■ Written instruction: Reproduce everything from the start of the material down to the line containing "M308 26L308 20L312", with both ends included and each character kept as it stands.
====================
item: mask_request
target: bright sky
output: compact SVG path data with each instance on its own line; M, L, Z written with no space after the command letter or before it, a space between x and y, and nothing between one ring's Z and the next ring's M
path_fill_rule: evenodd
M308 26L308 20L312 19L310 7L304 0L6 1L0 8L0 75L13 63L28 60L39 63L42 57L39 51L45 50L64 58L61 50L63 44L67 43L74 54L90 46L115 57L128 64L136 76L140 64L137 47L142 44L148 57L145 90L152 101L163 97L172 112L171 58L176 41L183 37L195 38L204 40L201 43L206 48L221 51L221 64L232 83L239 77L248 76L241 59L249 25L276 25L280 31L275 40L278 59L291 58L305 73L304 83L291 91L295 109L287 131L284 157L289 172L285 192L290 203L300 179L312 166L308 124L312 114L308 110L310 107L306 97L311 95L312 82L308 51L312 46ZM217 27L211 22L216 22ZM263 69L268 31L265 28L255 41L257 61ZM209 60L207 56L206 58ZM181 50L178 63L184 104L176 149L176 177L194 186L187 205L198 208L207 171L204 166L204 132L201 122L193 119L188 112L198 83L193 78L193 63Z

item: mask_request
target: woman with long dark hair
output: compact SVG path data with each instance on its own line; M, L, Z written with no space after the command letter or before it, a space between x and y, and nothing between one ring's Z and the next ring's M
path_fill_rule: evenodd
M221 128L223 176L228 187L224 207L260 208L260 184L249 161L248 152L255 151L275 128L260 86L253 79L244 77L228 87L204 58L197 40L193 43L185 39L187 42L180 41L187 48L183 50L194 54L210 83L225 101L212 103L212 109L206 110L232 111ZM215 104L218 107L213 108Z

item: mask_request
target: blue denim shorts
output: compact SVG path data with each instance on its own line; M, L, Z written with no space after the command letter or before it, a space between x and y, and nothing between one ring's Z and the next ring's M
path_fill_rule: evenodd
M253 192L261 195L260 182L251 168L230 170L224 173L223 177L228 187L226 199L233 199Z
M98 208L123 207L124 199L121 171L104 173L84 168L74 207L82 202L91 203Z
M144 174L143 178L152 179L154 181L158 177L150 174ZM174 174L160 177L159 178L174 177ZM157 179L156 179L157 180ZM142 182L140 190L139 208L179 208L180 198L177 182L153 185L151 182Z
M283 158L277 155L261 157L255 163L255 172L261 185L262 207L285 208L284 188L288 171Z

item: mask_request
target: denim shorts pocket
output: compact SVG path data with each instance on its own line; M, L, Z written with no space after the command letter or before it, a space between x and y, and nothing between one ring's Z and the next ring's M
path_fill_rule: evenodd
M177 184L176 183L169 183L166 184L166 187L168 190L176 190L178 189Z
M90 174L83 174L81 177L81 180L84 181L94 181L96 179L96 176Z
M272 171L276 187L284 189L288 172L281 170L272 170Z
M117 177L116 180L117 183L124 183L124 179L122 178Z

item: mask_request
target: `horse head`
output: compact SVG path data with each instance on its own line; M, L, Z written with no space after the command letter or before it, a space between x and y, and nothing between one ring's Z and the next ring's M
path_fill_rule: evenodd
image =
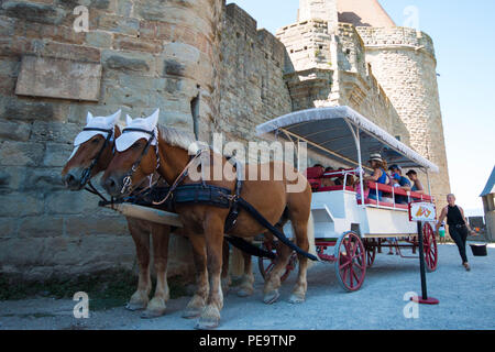
M160 109L143 119L127 116L127 127L116 140L116 155L101 178L110 196L128 195L158 168L158 117Z
M88 112L86 127L74 140L74 151L62 170L62 179L70 190L80 190L91 177L105 170L113 156L113 142L120 136L119 110L109 117Z

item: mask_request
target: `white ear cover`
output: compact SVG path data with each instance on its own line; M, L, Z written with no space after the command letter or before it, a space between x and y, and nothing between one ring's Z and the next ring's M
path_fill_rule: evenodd
M132 123L132 118L128 114L125 116L125 124L130 125Z
M114 114L112 114L111 117L107 118L107 123L111 124L111 125L116 125L116 123L119 121L120 119L120 114L122 113L122 110L117 111Z
M151 117L146 119L147 125L150 127L150 131L152 131L158 124L160 118L160 109L156 109L155 112Z
M88 111L88 116L86 117L86 124L89 124L89 121L92 120L92 113Z

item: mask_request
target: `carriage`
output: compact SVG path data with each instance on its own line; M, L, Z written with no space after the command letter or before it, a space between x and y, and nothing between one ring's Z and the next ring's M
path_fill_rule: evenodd
M293 112L256 127L260 136L284 139L297 147L305 143L309 152L339 163L345 168L338 172L318 173L306 170L314 189L311 215L315 227L317 255L320 261L333 263L338 282L346 292L355 292L363 285L370 268L384 248L394 248L402 257L418 257L419 238L422 239L424 262L432 272L437 268L437 242L430 222L411 221L410 208L417 202L433 206L429 195L405 191L388 185L367 182L362 176L371 170L363 161L380 152L389 162L403 168L414 168L428 174L438 167L392 136L389 133L349 107L317 108ZM299 161L298 161L298 164ZM348 178L359 177L356 185ZM341 186L323 187L324 178L340 177ZM365 189L375 189L384 198L372 199ZM429 179L428 179L428 189ZM408 204L394 201L396 196L407 197ZM135 204L111 204L111 208L131 218L139 218L174 227L182 227L178 215ZM431 221L431 220L430 220ZM284 233L290 238L292 227ZM421 232L422 235L418 235ZM265 253L274 252L273 240L258 242ZM410 254L405 254L410 251ZM260 257L258 267L265 277L273 268L274 257ZM287 278L297 265L294 253L280 279Z
M363 175L367 168L363 161L376 152L389 163L424 172L427 178L428 173L438 172L435 164L349 107L289 113L258 125L256 132L296 145L305 142L309 152L346 167L329 173L315 168L306 172L314 188L311 213L318 256L323 262L334 263L343 289L354 292L362 287L366 268L373 265L383 248L394 248L402 257L417 258L420 253L418 231L422 231L426 268L429 272L437 268L438 251L431 223L418 226L410 221L410 206L426 202L435 207L431 196L373 182L363 183L362 177L355 186L348 183L349 177ZM342 185L321 186L324 178L333 177L340 177ZM369 198L364 189L381 191L382 200ZM430 193L429 179L428 190ZM396 196L407 197L408 204L397 204ZM290 227L284 228L288 235L290 231ZM262 245L274 249L271 242ZM294 270L296 261L297 256L293 255L282 279ZM273 262L261 257L258 266L265 276Z

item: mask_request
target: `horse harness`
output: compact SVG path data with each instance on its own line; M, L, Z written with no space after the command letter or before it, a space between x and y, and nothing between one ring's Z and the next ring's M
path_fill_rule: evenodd
M82 170L82 175L80 178L80 188L85 188L87 191L97 195L98 197L100 197L103 201L107 201L107 198L103 197L103 195L101 195L101 193L98 191L98 189L91 184L91 173L92 169L95 168L95 166L98 164L101 155L103 154L105 148L108 146L108 144L110 143L110 141L112 140L112 138L114 136L114 129L99 129L99 128L85 128L82 129L82 131L96 131L96 132L105 132L107 133L107 138L105 139L103 145L101 146L101 148L98 151L98 154L95 156L95 158L91 161L91 164L89 164L88 167L86 167ZM116 153L114 151L114 146L112 148L112 153Z
M122 194L124 194L130 186L132 185L132 174L138 169L139 165L141 164L142 158L144 155L146 155L151 143L153 139L156 138L156 143L158 143L158 138L155 135L154 132L150 132L142 129L125 129L122 131L122 133L125 132L143 132L146 134L150 134L151 138L148 139L143 152L141 153L140 157L134 162L131 169L128 172L128 174L124 176L124 186L122 188ZM226 208L230 209L229 215L226 219L224 224L224 233L228 234L231 232L238 220L239 216L239 207L245 209L257 222L260 222L264 228L270 230L282 243L286 244L288 248L290 248L293 251L297 252L298 254L301 254L312 261L318 261L318 257L316 257L312 254L309 254L305 251L302 251L300 248L298 248L295 243L293 243L285 234L276 229L273 224L270 223L251 204L249 204L245 199L241 197L241 190L242 190L242 165L239 162L235 162L234 166L237 168L237 182L235 182L235 189L234 194L232 195L231 190L224 187L218 187L208 185L204 179L200 184L186 184L182 185L182 183L186 179L186 177L189 174L189 166L193 165L193 163L201 156L201 154L206 151L201 148L199 150L196 155L191 156L189 163L186 165L186 167L183 169L183 172L177 176L177 178L174 180L173 185L169 188L156 188L153 185L150 185L150 187L145 188L144 191L141 190L141 194L150 193L148 196L154 199L157 195L166 194L165 197L162 200L152 200L152 206L164 206L169 209L175 208L176 204L204 204L204 205L210 205L215 207ZM156 144L156 157L157 157L157 166L156 169L160 167L160 156L158 156L158 144ZM228 158L229 161L229 158ZM155 184L156 185L156 184ZM155 195L153 195L155 193ZM135 199L139 200L140 197L136 197ZM257 255L257 256L265 256L270 258L274 258L275 254L265 250L262 250L252 243L235 237L226 235L226 240L229 241L232 245L243 250L246 253Z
====================
■ Solution to the exercise:
item: mask_request
target: bright sky
output: compact SVG path data with each instance on its own line; M, L, Z written with no space after the command letter or before it, a space between x and y, and nothing between one ring's Z and the next ring's M
path_fill_rule: evenodd
M308 26L308 20L312 19L310 7L304 0L6 1L0 8L0 75L13 63L28 60L39 63L42 57L39 51L45 50L64 58L61 50L63 44L67 43L74 54L90 46L115 57L128 64L136 76L140 64L137 47L142 44L148 57L145 90L152 101L163 97L172 112L171 58L176 41L183 37L195 38L204 40L201 43L206 48L221 51L221 64L232 83L239 77L248 76L241 59L249 25L276 25L280 31L275 40L278 59L291 58L305 73L304 83L291 91L295 109L287 131L284 157L289 172L285 192L290 203L300 179L312 166L308 124L312 114L308 110L310 107L306 97L311 95L312 82L308 51L312 46ZM217 27L211 22L216 22ZM263 69L268 31L265 28L255 41L257 61ZM209 60L207 56L206 58ZM181 50L178 63L184 104L176 149L176 177L194 186L187 205L198 208L207 171L204 166L204 132L201 122L193 119L188 112L198 83L193 78L193 63Z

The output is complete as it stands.